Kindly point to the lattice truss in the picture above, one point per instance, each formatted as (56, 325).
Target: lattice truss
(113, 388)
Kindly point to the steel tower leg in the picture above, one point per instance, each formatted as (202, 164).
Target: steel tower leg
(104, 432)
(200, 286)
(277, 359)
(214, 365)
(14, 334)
-------
WHAT YOU ARE ASKED TO DO: Repeat the material in full. Change nothing.

TASK OUTPUT:
Kindly point to the lattice truss in the picture above, one point per instance, each formatted as (56, 325).
Target: lattice truss
(113, 388)
Kindly point to the steel tower leg in the picture above, one point per instance, each formatted as (202, 164).
Target: steel tower leg
(104, 432)
(200, 286)
(277, 359)
(214, 365)
(14, 334)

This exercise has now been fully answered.